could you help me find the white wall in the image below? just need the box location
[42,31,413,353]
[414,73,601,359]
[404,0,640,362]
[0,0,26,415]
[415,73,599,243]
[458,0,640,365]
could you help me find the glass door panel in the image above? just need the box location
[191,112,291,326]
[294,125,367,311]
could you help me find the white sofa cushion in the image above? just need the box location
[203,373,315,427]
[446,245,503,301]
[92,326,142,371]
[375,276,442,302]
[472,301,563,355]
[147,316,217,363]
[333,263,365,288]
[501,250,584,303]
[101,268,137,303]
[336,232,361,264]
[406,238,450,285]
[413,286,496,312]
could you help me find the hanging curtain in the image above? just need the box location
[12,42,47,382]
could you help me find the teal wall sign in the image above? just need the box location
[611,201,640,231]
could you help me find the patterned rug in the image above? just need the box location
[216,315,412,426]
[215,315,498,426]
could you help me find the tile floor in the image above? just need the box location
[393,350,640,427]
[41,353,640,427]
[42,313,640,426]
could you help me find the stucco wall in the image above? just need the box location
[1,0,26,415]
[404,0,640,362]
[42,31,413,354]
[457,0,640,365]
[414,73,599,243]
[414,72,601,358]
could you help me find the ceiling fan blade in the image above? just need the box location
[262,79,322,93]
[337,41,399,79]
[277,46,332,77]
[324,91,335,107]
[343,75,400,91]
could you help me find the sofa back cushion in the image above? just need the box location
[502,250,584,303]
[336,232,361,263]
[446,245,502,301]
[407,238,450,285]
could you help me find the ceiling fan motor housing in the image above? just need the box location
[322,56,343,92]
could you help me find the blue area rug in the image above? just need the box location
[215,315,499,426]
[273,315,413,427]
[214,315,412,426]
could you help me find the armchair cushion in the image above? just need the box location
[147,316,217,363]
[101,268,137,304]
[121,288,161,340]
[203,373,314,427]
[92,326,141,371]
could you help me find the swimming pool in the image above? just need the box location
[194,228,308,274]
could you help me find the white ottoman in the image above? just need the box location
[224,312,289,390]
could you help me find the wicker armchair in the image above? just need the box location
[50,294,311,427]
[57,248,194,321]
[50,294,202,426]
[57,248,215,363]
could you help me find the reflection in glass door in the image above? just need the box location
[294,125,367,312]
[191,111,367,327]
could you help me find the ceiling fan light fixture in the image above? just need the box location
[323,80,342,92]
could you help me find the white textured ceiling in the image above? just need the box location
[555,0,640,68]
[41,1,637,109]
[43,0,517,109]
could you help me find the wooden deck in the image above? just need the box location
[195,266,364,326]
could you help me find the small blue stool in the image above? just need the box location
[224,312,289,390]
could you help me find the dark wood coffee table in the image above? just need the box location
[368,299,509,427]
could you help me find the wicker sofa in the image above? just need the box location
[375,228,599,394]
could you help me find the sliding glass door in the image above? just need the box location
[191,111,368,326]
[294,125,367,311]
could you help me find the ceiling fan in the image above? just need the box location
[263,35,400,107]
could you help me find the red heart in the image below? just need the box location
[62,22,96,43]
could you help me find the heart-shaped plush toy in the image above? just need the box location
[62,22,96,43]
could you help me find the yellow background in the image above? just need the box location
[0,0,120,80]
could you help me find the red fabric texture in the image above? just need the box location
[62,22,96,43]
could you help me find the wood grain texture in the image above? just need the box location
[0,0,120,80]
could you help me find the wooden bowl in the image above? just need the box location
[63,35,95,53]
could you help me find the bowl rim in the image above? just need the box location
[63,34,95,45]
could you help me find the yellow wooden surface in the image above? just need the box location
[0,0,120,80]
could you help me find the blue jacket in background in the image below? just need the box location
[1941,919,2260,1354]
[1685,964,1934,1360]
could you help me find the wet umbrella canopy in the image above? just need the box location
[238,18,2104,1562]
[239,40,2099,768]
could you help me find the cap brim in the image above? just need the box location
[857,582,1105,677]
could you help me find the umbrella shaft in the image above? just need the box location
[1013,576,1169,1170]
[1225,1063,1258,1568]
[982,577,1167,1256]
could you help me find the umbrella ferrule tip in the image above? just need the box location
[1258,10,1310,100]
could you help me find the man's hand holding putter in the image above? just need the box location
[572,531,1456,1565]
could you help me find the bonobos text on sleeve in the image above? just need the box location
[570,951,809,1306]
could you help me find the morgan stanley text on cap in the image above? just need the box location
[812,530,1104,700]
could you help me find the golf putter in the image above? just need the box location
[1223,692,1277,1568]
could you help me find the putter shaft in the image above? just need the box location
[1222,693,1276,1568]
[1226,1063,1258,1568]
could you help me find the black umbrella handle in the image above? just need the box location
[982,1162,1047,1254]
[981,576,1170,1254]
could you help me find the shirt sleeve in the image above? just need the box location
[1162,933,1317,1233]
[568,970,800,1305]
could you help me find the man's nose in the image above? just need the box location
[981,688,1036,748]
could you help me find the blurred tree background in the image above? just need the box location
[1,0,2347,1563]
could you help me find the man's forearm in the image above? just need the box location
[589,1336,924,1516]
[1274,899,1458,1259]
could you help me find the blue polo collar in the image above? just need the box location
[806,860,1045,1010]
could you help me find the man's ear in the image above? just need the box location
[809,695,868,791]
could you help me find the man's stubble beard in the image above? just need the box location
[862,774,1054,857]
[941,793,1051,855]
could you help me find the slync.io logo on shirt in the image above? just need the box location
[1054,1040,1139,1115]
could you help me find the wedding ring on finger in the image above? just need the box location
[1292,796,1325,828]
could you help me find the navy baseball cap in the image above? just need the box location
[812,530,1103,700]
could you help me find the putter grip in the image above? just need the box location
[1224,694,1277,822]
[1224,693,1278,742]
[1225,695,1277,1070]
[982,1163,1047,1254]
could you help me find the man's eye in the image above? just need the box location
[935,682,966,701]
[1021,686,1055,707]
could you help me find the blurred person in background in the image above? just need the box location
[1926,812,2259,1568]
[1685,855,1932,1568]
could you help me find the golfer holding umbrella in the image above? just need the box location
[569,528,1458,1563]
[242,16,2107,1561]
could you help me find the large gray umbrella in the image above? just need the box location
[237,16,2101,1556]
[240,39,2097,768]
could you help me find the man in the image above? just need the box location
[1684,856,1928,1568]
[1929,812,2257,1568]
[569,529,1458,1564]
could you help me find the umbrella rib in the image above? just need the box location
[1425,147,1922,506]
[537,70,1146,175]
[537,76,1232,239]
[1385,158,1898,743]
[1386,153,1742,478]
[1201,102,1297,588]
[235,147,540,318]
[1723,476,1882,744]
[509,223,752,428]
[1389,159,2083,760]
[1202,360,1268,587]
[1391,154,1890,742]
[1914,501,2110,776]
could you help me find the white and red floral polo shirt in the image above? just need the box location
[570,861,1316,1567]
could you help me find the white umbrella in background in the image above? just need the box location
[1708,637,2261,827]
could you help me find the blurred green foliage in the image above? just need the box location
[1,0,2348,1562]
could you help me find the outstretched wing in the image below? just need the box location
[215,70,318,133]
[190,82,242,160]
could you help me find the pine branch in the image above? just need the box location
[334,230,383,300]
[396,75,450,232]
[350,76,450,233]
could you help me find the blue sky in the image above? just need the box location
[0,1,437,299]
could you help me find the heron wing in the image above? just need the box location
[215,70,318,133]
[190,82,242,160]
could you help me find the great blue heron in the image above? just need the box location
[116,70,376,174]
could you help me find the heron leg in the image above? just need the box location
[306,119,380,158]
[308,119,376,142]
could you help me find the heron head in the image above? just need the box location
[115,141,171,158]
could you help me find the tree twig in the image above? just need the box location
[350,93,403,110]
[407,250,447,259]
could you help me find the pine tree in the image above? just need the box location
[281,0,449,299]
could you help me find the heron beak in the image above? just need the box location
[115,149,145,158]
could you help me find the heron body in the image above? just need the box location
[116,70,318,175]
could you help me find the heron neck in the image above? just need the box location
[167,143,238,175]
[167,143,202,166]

+++

Set down nothing but the lines from the one containing "could you help me find the pine tree" through the final line above, exactly as written.

could you help me find the pine tree in the image above? just need the box location
[281,0,449,299]
could you help me find the heron beak in the image above? just need the box location
[115,149,145,158]
could you help me find the heron body in the image above? just need the box location
[116,70,318,175]
could you help me find the heron neck in the image above? just need the box location
[167,143,238,175]
[167,143,202,166]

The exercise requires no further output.